TASK: Emit only the lines from the line containing "the turtle in" through the last line of the entries, unchanged.

Records from a dataset:
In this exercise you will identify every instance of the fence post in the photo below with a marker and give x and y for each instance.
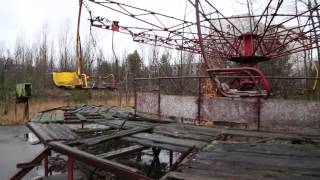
(199, 98)
(70, 168)
(159, 98)
(135, 96)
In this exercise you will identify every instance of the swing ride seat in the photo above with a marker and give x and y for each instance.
(68, 80)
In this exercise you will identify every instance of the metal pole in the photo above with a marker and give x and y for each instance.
(171, 158)
(135, 96)
(159, 98)
(46, 166)
(258, 113)
(199, 99)
(70, 168)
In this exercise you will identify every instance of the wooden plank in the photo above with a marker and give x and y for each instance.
(122, 151)
(149, 143)
(104, 138)
(81, 117)
(169, 140)
(185, 176)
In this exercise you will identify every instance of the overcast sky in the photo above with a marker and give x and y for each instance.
(25, 19)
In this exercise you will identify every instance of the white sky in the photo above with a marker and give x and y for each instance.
(25, 19)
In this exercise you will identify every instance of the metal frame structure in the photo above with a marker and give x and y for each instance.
(268, 38)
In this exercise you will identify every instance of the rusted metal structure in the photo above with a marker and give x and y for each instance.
(218, 38)
(253, 113)
(228, 153)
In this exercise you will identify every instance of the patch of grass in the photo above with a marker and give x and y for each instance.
(80, 96)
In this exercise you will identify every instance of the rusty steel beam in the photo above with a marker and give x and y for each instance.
(103, 164)
(26, 169)
(230, 76)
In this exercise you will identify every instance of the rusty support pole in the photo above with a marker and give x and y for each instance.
(159, 98)
(46, 166)
(258, 113)
(199, 99)
(70, 168)
(135, 96)
(170, 158)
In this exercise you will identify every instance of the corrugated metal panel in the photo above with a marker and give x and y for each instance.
(284, 113)
(179, 106)
(227, 109)
(297, 113)
(147, 102)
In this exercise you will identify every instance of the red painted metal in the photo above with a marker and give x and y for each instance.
(22, 172)
(46, 166)
(216, 36)
(248, 45)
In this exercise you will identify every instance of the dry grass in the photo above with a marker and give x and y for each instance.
(40, 104)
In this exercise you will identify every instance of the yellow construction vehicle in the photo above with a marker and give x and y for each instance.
(77, 79)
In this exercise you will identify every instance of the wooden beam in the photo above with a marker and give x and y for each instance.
(104, 138)
(122, 151)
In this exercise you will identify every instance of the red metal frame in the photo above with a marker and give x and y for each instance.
(263, 42)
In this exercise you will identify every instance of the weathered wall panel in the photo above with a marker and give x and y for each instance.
(273, 113)
(179, 106)
(290, 113)
(226, 109)
(147, 102)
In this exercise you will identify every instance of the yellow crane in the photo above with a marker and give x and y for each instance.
(78, 79)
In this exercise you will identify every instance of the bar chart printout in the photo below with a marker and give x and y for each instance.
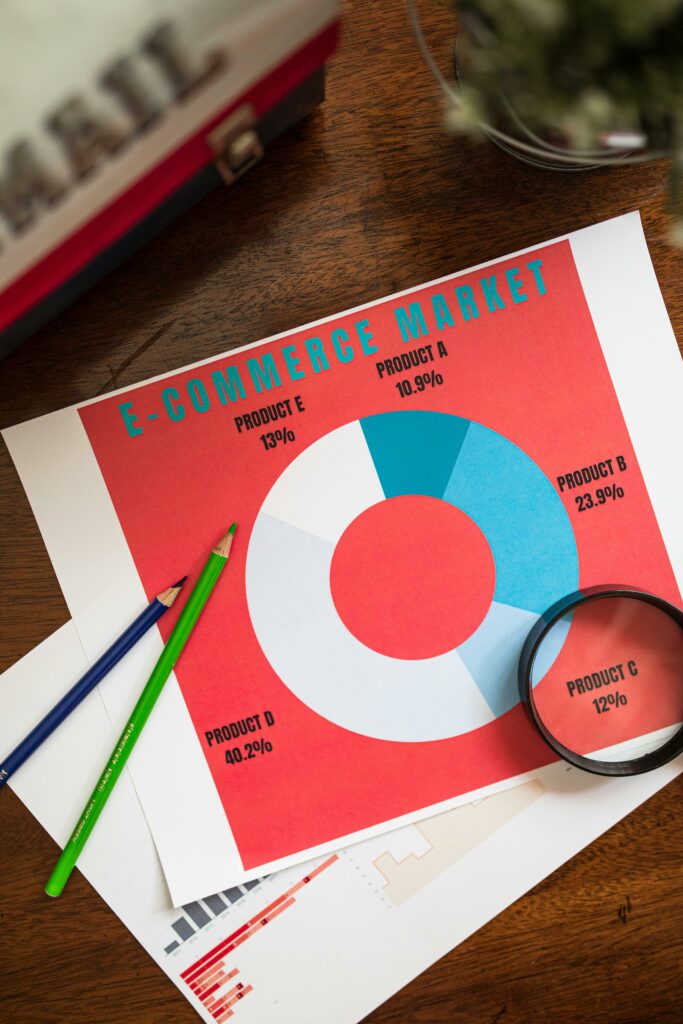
(197, 911)
(210, 979)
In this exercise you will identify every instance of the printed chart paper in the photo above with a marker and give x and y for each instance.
(412, 894)
(410, 480)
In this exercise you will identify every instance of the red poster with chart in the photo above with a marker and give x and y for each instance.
(415, 482)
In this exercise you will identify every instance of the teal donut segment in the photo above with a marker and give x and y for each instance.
(414, 452)
(517, 509)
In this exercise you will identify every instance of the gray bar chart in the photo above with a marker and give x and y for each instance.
(200, 912)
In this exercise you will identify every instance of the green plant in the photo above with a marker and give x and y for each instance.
(600, 81)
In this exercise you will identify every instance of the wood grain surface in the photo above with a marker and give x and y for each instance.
(365, 198)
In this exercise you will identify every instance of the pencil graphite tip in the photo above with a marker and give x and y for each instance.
(224, 545)
(169, 595)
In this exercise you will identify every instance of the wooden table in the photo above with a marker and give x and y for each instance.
(366, 198)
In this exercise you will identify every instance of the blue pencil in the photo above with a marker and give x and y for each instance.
(86, 683)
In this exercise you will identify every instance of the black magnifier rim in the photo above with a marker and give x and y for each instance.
(635, 766)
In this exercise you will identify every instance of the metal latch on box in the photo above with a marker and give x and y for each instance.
(236, 144)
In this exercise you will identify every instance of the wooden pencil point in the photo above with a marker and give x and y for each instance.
(169, 595)
(224, 545)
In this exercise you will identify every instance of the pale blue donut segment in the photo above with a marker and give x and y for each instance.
(327, 485)
(414, 451)
(492, 654)
(550, 648)
(518, 511)
(328, 669)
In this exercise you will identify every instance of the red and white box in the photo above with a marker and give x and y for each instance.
(115, 118)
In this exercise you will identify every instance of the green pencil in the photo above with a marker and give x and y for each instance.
(141, 712)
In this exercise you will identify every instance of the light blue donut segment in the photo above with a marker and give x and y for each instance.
(517, 510)
(492, 654)
(550, 648)
(414, 452)
(328, 669)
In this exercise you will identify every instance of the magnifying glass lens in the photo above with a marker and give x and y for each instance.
(607, 679)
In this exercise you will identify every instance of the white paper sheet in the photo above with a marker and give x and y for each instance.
(413, 894)
(86, 543)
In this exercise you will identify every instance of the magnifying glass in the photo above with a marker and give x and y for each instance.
(601, 676)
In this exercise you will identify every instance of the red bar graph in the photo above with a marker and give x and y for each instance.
(207, 977)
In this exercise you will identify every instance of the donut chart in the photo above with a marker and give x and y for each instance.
(325, 489)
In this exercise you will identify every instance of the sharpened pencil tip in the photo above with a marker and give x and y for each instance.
(224, 545)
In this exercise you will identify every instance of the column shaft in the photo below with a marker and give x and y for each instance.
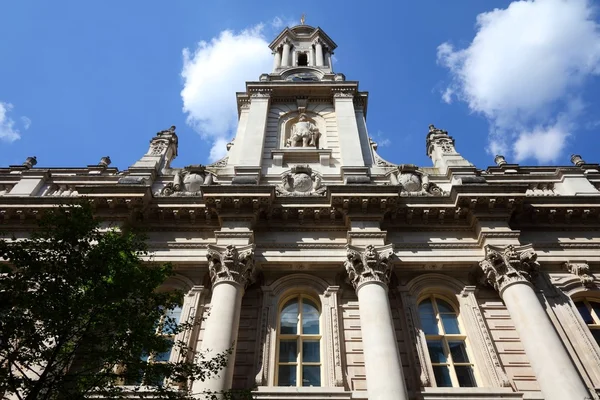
(276, 60)
(319, 51)
(555, 372)
(221, 333)
(285, 58)
(385, 379)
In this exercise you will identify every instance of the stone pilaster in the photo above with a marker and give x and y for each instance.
(369, 271)
(231, 269)
(510, 271)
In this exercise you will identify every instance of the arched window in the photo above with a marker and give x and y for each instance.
(299, 343)
(452, 366)
(590, 312)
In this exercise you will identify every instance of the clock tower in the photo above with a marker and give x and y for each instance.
(301, 115)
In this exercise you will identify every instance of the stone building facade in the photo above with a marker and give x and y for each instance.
(339, 275)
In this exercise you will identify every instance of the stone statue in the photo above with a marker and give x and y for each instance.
(304, 133)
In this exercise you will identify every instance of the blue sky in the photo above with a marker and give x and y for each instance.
(83, 79)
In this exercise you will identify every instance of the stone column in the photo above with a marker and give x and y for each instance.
(285, 58)
(231, 270)
(369, 272)
(510, 271)
(319, 51)
(276, 59)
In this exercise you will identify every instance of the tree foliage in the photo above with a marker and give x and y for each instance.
(80, 312)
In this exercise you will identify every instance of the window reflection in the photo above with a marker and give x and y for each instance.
(446, 344)
(299, 347)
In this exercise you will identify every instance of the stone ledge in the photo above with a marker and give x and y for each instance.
(470, 394)
(314, 393)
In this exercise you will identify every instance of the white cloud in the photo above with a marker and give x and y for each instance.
(526, 62)
(8, 132)
(212, 73)
(26, 122)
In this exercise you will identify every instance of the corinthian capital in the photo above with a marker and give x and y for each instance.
(368, 264)
(231, 263)
(502, 267)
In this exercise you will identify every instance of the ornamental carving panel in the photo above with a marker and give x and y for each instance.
(187, 182)
(367, 265)
(231, 264)
(502, 267)
(582, 270)
(301, 181)
(413, 182)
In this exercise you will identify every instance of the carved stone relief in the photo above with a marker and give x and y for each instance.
(303, 133)
(582, 270)
(413, 182)
(301, 181)
(370, 264)
(502, 267)
(187, 182)
(231, 264)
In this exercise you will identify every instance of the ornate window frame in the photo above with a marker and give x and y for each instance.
(487, 366)
(273, 297)
(565, 289)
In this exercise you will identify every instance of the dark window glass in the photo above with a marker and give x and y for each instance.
(450, 322)
(311, 351)
(311, 375)
(436, 351)
(458, 352)
(287, 375)
(585, 313)
(288, 350)
(596, 334)
(289, 318)
(428, 318)
(442, 376)
(465, 376)
(310, 318)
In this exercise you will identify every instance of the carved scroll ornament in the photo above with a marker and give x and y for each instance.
(231, 264)
(509, 265)
(368, 265)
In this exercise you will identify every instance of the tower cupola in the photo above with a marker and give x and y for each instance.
(302, 46)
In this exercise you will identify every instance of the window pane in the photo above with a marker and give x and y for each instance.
(311, 375)
(596, 333)
(287, 375)
(442, 376)
(310, 318)
(436, 351)
(596, 307)
(458, 351)
(288, 350)
(585, 313)
(289, 318)
(444, 307)
(171, 320)
(465, 376)
(165, 355)
(428, 319)
(450, 322)
(311, 351)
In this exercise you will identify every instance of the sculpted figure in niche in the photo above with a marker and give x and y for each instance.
(304, 134)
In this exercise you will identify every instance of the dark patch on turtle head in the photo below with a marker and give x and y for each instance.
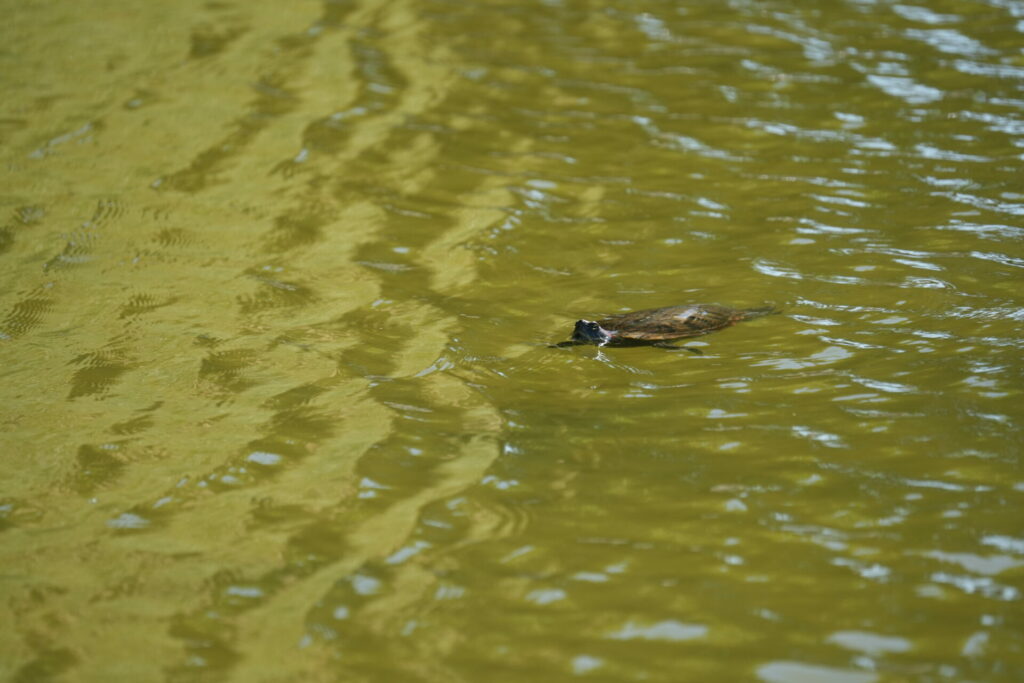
(590, 332)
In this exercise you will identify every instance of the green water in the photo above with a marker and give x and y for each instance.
(278, 283)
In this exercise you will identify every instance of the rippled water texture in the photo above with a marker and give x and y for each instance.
(278, 291)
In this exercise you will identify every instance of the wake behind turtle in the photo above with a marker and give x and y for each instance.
(658, 327)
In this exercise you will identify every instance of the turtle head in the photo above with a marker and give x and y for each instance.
(589, 332)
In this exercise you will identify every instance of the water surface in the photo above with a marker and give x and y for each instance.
(278, 284)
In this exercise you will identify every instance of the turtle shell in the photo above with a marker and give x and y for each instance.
(671, 323)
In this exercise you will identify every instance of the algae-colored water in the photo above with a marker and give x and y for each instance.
(278, 284)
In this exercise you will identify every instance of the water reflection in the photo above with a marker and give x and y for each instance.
(275, 325)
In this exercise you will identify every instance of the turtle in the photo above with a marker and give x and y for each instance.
(658, 327)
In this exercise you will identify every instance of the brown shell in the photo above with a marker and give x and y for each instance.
(676, 322)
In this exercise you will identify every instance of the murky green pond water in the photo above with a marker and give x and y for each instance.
(278, 284)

WRITTEN ANSWER:
In this exercise you will identify every instance of the turtle in the photo above with a marker and give x and y for each instance.
(658, 327)
In this exercise you will identify every instance of the brown shell in the photo above with a marker and give x and y for each instance.
(676, 322)
In this exercise you will identify every instance of the murky green pond water in the photo above with a marker and give x and y for each instance.
(278, 284)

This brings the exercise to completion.